## 书面练习 1
根据所给文段，若想用 match_phrase 查询到“wo haha”，需要添加哪个关键词？

## 所给文段
5- 短语匹配 match_phrase slop

#使用示例代码一
#match_phrase 查询about 等于 wo jiao
GET my_index/_search
{
  "profile": "true", 
  "query": {
    "match_phrase": {
      "about": {
        "query": "wo jiao"
      }
    }
  }
}

#如果想查询wo haha可添加关键词slop
GET my_index/_search
{
  "profile": "true", 
  "query": {
    "match_phrase": {
      "about": {
        "query": "wo haha",
        "slop":1
      }
    }
  }
}

6- 多匹配查询 multi_match

语法

GET <index>/_search
{
  "query": {
    "multi_match": {
      "query": "<query keyword>",
      "type": "<multi_match_type>",
      "fields": [
        "<field_a>",
        "<field_b>"
      ]
    }
  }
}

练手示例

#使用示例代码一
#查询about 包含wangwu 或者 name 包含wangwu 的数据

GET my_index/_search
{
  "profile": "true", 
  "query": {
   "multi_match": {
     "query": "wangwu",
     "fields": ["name","about"]
   }
  }
}

#如果想提高某个字段的排名:比如 提高about的排名
GET my_index/_search
{
  "profile": "true", 
  "query": {
   "multi_match": {
     "query": "wangwu",
     "fields": ["name","about^2"]
   }
  }
}

6.1- best_fields

#使用示例代码二
# multi_match（默认）查找与任何字段匹配的文档，但使用 _score来自最佳字段的文档
POST blogs/_search
{
  "query": {
    "multi_match": {
      "type": "best_fields",
      "query": "Quick pets",
      "fields": ["title","body"],
      "tie_breaker": 0.2
    }
  }
}

# 上面的查询等同于
POST blogs/_search
{
    "query": {
        "dis_max": {
            "queries": [
                { "match": { "title": "Quick pets" }},
                { "match": { "body":  "Quick pets" }}
            ],
            "tie_breaker": 0.2
        }
    }
}

6.2- most_fields

most_fields当查询包含以不同方式分析的相同文本的多个字段时，该类型最有用。例如，主字段可能包含同义词、词干和没有变音符号的术语。第二个字段可能包含原始术语，第三个字段可能包含 shingles。通过结合所有三个字段的分数，我们可以将尽可能多的文档与主字段匹配，但使用第二个和第三个字段将最相似的结果推到列表的顶部。

## 书面练习 2
请编辑记录中从包含“Return one point per instance of the woman's”的那一行到记录末尾的这一段，把其中的“bare”改为“exposed”，其余内容一律不变，只给出这几行。

## 所示记录
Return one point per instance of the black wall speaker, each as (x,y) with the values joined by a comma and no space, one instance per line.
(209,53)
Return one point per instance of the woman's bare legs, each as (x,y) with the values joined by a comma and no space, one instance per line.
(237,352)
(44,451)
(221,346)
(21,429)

## 结果 1
需要添加关键词 slop。

## 结果 2
Return one point per instance of the woman's exposed legs, each as (x,y) with the values joined by a comma and no space, one instance per line.
(237,352)
(44,451)
(221,346)
(21,429)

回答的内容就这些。